**** Dataset records
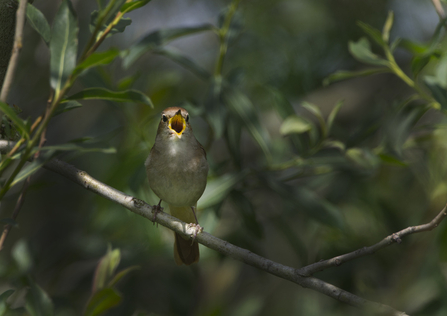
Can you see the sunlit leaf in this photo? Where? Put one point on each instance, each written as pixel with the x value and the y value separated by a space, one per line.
pixel 37 302
pixel 18 122
pixel 217 189
pixel 106 269
pixel 63 45
pixel 97 59
pixel 342 74
pixel 38 22
pixel 102 301
pixel 361 50
pixel 160 38
pixel 119 96
pixel 295 125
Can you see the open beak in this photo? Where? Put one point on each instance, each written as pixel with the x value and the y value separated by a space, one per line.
pixel 177 123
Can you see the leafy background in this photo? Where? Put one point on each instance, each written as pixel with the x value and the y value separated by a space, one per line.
pixel 299 171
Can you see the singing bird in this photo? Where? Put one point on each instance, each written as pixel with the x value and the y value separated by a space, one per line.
pixel 177 171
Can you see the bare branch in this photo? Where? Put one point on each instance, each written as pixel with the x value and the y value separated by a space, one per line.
pixel 391 239
pixel 20 21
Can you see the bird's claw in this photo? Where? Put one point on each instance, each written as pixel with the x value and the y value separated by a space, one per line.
pixel 197 229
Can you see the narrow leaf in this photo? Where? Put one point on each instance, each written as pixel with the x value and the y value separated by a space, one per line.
********
- _Required work_
The response must consist of the entries above exactly as they stand, minus any pictures.

- _Response to this exercise_
Can you see the sunlit leaf in this photo? Where? Put one point on each instance, each written as pixel with the x value and the y value separated by a space, one per line.
pixel 37 302
pixel 18 122
pixel 217 189
pixel 106 269
pixel 63 45
pixel 97 59
pixel 342 74
pixel 38 22
pixel 102 301
pixel 361 50
pixel 160 38
pixel 119 96
pixel 295 125
Can you see the open beak in this photo? Where? Put one point on each instance, each written as pixel with the x value and the y value separated by a space, one per line.
pixel 177 123
Can you see the leafy background in this photo? Where? Put one point on each instance, each written as pixel with the x value and the y value separated by a space, one per line.
pixel 299 171
Can you see the singing bird in this photo? Where? Put one point on each instance, each written as pixel with the x value and the y value separated by a space, one per line.
pixel 177 171
Can you see the bare branch in this photo? Where? Put one point on each instance, each written as pixel with the x value and the y value separated by a space, one per line.
pixel 391 239
pixel 20 21
Can you see the bird's claw in this photo? Where? Put one point on each instance, each written as pixel with the x value and the y value separated by a space, one per line.
pixel 197 229
Can you see the narrow leaf in this photo? Where? Put one point on each instance, each written as pixel with the x value and the y value separated by a space, one per line.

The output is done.